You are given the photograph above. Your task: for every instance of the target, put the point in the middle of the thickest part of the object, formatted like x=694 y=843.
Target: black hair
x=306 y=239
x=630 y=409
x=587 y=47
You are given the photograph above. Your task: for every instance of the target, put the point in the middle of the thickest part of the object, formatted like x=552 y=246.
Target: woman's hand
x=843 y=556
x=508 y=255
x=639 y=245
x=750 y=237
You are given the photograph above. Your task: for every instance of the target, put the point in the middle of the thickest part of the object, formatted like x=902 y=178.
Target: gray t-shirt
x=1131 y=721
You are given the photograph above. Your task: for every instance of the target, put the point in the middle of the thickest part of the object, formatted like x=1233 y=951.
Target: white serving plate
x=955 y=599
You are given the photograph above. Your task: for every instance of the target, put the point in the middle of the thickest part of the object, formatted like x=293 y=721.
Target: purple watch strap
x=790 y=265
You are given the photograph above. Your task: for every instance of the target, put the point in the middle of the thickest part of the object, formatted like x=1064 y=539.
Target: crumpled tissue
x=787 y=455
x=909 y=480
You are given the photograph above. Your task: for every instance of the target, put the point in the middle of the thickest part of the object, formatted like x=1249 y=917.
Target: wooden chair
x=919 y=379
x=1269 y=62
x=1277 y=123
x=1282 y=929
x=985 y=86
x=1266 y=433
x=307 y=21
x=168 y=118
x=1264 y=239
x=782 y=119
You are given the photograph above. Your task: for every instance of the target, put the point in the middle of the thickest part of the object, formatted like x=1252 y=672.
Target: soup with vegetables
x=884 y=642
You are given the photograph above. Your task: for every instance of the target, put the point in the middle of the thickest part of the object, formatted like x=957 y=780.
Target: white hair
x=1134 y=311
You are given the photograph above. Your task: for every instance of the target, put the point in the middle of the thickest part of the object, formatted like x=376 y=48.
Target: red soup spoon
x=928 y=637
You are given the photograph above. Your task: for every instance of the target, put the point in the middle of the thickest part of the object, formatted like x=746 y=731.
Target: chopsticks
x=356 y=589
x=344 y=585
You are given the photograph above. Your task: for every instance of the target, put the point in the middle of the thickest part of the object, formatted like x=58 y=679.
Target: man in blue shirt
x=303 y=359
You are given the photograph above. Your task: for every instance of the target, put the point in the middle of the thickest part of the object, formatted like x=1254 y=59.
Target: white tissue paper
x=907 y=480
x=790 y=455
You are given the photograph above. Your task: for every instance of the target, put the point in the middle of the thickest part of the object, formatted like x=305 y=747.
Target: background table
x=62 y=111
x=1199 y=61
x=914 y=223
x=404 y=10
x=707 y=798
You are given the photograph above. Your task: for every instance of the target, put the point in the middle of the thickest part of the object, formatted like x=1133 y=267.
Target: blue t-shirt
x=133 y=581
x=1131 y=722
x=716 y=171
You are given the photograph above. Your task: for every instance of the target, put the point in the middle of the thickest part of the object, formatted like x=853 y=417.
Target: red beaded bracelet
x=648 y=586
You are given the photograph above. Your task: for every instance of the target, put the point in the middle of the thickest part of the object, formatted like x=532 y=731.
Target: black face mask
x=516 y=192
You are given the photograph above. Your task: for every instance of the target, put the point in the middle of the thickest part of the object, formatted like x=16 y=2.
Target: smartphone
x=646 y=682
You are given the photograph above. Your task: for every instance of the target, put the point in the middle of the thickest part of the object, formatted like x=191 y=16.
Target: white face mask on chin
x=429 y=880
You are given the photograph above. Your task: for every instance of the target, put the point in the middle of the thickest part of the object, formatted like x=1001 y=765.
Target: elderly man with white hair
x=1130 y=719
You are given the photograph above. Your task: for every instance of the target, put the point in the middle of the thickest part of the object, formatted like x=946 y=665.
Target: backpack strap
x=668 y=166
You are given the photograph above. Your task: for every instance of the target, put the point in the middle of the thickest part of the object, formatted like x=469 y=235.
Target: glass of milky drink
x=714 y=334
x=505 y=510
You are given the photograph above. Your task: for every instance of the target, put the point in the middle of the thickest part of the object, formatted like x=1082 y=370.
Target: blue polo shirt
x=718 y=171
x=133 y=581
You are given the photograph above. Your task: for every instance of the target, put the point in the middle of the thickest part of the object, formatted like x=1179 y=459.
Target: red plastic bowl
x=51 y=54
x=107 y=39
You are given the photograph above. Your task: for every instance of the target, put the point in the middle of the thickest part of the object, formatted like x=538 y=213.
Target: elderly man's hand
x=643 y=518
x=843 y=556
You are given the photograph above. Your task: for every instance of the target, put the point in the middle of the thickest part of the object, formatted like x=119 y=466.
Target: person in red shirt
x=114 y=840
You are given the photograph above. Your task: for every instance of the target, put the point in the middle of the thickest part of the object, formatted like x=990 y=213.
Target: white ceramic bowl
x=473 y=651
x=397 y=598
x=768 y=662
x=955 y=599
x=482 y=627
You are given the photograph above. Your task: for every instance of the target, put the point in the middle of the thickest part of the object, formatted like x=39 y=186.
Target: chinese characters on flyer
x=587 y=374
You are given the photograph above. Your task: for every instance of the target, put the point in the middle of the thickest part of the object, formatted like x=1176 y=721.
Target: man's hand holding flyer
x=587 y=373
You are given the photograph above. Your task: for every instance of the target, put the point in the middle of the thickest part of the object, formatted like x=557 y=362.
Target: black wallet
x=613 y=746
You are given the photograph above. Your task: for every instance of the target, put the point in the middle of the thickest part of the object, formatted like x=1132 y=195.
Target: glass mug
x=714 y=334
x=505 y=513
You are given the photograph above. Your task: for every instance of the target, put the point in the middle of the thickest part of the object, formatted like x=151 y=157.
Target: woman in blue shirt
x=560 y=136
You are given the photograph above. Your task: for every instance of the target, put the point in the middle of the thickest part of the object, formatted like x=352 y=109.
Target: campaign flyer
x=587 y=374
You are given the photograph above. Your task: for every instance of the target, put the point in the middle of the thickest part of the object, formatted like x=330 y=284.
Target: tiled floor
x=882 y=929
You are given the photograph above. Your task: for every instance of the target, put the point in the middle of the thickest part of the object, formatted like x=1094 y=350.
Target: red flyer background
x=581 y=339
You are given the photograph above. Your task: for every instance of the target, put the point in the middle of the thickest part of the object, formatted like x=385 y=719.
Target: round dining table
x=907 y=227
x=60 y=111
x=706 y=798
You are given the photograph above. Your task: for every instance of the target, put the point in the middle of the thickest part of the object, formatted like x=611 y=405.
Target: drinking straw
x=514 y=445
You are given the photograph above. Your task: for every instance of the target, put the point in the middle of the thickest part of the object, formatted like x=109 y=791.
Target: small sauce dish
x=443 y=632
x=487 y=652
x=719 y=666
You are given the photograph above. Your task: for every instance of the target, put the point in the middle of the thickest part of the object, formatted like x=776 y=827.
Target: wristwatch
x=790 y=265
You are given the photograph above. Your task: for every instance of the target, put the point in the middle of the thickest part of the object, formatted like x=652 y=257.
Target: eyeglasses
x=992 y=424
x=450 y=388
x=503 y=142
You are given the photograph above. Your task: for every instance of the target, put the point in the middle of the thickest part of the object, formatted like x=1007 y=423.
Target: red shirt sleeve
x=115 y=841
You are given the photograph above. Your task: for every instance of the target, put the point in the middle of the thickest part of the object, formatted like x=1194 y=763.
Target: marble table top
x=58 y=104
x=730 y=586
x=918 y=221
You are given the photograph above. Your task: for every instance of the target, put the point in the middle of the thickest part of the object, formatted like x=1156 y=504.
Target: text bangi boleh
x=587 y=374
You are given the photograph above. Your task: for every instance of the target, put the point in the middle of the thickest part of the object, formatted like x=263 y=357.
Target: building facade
-------
**Assignment**
The entries above must each be repeated exactly.

**Solution for this task**
You are given the photograph above. Your task: for every instance of the target, put the point in the middle of the thickest part of the object, formatted like x=694 y=843.
Target: black hair
x=306 y=239
x=630 y=409
x=587 y=47
You are given the photograph above. Your task: for every instance of the target, put the point in the middle of the thickest part of the object, formatted like x=552 y=246.
Target: woman's hand
x=843 y=556
x=508 y=255
x=639 y=245
x=750 y=237
You are given the photograph above. Your task: for every instance of the target, put the point in the middle of the thickest part of the object, formatted like x=902 y=178.
Target: gray t-shirt
x=1131 y=721
You are given the photograph above. Your task: for every instance of the target, put the point in the middle of the thickest part of the object, formatted like x=1233 y=951.
Target: white serving plate
x=955 y=599
You are given the photograph above. Your task: for every instance of the target, put the point in the middle of the thickest part of the object, formatted like x=293 y=721.
Target: purple watch strap
x=790 y=265
You are given the photograph above. Your task: for every instance of the target, put the point in the middle of the thickest part of the object, formatted like x=1064 y=539.
Target: crumpled tissue
x=787 y=455
x=909 y=480
You are given the photograph above. Your task: for every instance of the target, put the point in the middle of the thickest part of the object, formatted like x=1249 y=917.
Target: wooden chair
x=919 y=379
x=1269 y=62
x=1277 y=123
x=1282 y=929
x=985 y=86
x=1266 y=433
x=307 y=21
x=168 y=118
x=1264 y=239
x=782 y=119
You are given the photograph above. Your task: for every instance of the target, put the point in the middle of the thickest part of the object, formatted like x=1252 y=672.
Target: soup with vegetables
x=884 y=642
You are given the photograph above. Your task: for every instance of the target, put the point in the middle of the thickest part of the object, formatted like x=957 y=780.
Target: white hair
x=1134 y=311
You are given the photograph above. Your task: for every instance of the target, put the point in the middle of the thickest part of the object, formatted like x=376 y=48.
Target: red soup spoon
x=928 y=637
You are given the photograph above. Your task: for every instance of the target, put the point in the middle of the thickest part of the object, formatted like x=746 y=731.
Target: chopsticks
x=356 y=589
x=344 y=585
You are given the photograph above. Your task: for every instance of the target, put the point in the middle of the thickest part of the object, formatted like x=58 y=679.
Target: man in blue shirt
x=303 y=359
You are given the photograph above. Your task: for every instance of the target, put the point in the middle of the thickest part of the object, formatted like x=1254 y=59.
Target: white tissue paper
x=907 y=480
x=790 y=455
You are given the photograph above. Your task: for every instance of the target, put the point in the middle of the thickest part of the object, formatted like x=305 y=747.
Target: background table
x=62 y=111
x=1199 y=61
x=914 y=223
x=404 y=10
x=707 y=798
You are given the photograph above. Your task: for every instance of the target, put the point in the middle of the thickest part of the object, formatted like x=1133 y=267.
Target: blue t-shirt
x=133 y=581
x=1131 y=722
x=716 y=171
You are given the photograph above. Your task: for every instance of the target, put the point in the middle of the thickest part of the object, formatted like x=853 y=417.
Target: red beaded bracelet
x=648 y=586
You are given the photograph above. Your task: for every instance of the target, put the point in the middle of the thickest part of the object, formatted like x=532 y=731.
Target: black face mask
x=516 y=192
You are given the photograph above. Your task: for every instance of the target, put the point in the middle of the thickest part of the object, formatted like x=16 y=2.
Target: smartphone
x=646 y=682
You are given the photograph above. Your task: for every instance of the target, put the point in the middle of the thickest part of the object, formatted like x=191 y=16.
Target: white face mask on chin
x=429 y=880
You are given the photograph above. Your task: for every instance of the target, put the point in the middle of the thickest part of the object, formatted like x=1001 y=765.
Target: elderly man with white hair
x=1130 y=719
You are given the photograph above. Your task: for every instance of the target, put the point in the middle of the thickest part of the object, formatted like x=946 y=665.
Target: backpack strap
x=668 y=166
You are given the photograph above. Your task: for every instance of the target, put the point in the middle of the thickest part of the object, formatted like x=469 y=235.
Target: glass of milky drink
x=714 y=334
x=505 y=510
You are given the photograph above. Your task: for every instance of the target, put the point in the middle of the thickest part of the object, formatted like x=1082 y=370.
Target: blue polo shirt
x=718 y=171
x=133 y=581
You are given the photograph above. Your task: for every instance of the target, put the point in the middle of the thickest part of the object, formatted like x=1179 y=459.
Target: red plastic bowl
x=51 y=54
x=107 y=39
You are given the photograph above. Your task: for every instance of the target, put the point in the middle of the thickest part of the object, formatted like x=538 y=213.
Target: elderly man's hand
x=643 y=518
x=843 y=556
You are given the photograph above. Your task: for every instance of the target, put the point in the middle of the thickest part of the object, formatted like x=119 y=466.
Target: person in red shirt
x=114 y=840
You are given the photograph above. Your task: for every instance of the target, put the point in the middle of the thickest part of the object, formatted like x=990 y=213.
Target: white ceramic bowl
x=473 y=651
x=397 y=598
x=768 y=662
x=955 y=599
x=482 y=627
You are given the photograph above. Your task: for every instance of the target, put the point in the middle of the thickest part of the object, formatted like x=39 y=186.
Target: chinese characters on flyer
x=587 y=374
You are given the photograph above. Your task: for every instance of the target, put the point in the middle of the thickest part of the object, formatted like x=1176 y=721.
Target: man's hand holding flyer
x=587 y=373
You are given the photograph above. Your task: for every instance of the target, put the point in the middle of the thickest part of the object, formatted like x=557 y=362.
Target: black wallet
x=613 y=746
You are given the photograph above. Your task: for every instance of the target, put the point in the middle of the thickest part of the object, formatted like x=1132 y=195.
Target: glass mug
x=714 y=334
x=505 y=513
You are given the photograph above. Your task: for every instance of the target, put the point in the middle of the thickest part of the object, formatted like x=151 y=157.
Target: woman in blue shirt
x=560 y=136
You are given the photograph above. Your task: for every instance of the target, put the point in the middle of the thickest part of the object, formatted like x=352 y=109.
Target: campaign flyer
x=587 y=374
You are given the photograph above. Your task: for every instance of the target, put the point in the middle of the thickest part of the object, formatted like x=330 y=284.
Target: tiled floor
x=882 y=929
You are given the photograph above. Your task: for every instance of the target, put the point in the middle of the thickest part of the object, formatted like x=1094 y=350.
Target: red flyer background
x=581 y=339
You are given the photograph above. Your task: for every instance of the target, put the point in the middle of the thickest part of the object, formatted like x=385 y=719.
Target: round dining table
x=907 y=227
x=60 y=111
x=706 y=798
You are given the photograph above. Your task: for every instance of the target, put the point in the middle of the thickest part of the object, formatted like x=611 y=405.
Target: drinking straw
x=514 y=445
You are given the photograph above. Your task: for every instance of the target, put the point in the middle of the thickest part of the object, formatted like x=109 y=791.
Target: small sauce dish
x=443 y=632
x=487 y=652
x=719 y=666
You are given the photograph above. Your task: for every instance of the target, put the point in the middle of the thickest part of the object, formatted like x=776 y=827.
Target: wristwatch
x=790 y=265
You are given the photograph above. Your task: for every instance of the target, put the point in the middle of the thickest part of the object, formatted like x=652 y=257.
Target: eyeglasses
x=992 y=424
x=450 y=388
x=503 y=142
You are given the photograph above. Your task: for every instance of the target, put the point in the middle of the thickest part of the object, formatted like x=1007 y=423.
Target: red shirt sleeve
x=115 y=841
You are given the photograph above. Your task: for every instance of the target, put the point in the middle of the thickest part of the object, formatted like x=1194 y=763.
Target: marble table top
x=58 y=104
x=730 y=586
x=918 y=221
You are given the photograph above. Your task: for every instance of the target, put the point in the middle of the thickest part of the object, formatted like x=1156 y=504.
Target: text bangi boleh
x=587 y=374
You are given the photograph above. Your task: for every instance of the target, put the point in the middle of the thickest part of the object, formatted like x=263 y=357.
Target: building facade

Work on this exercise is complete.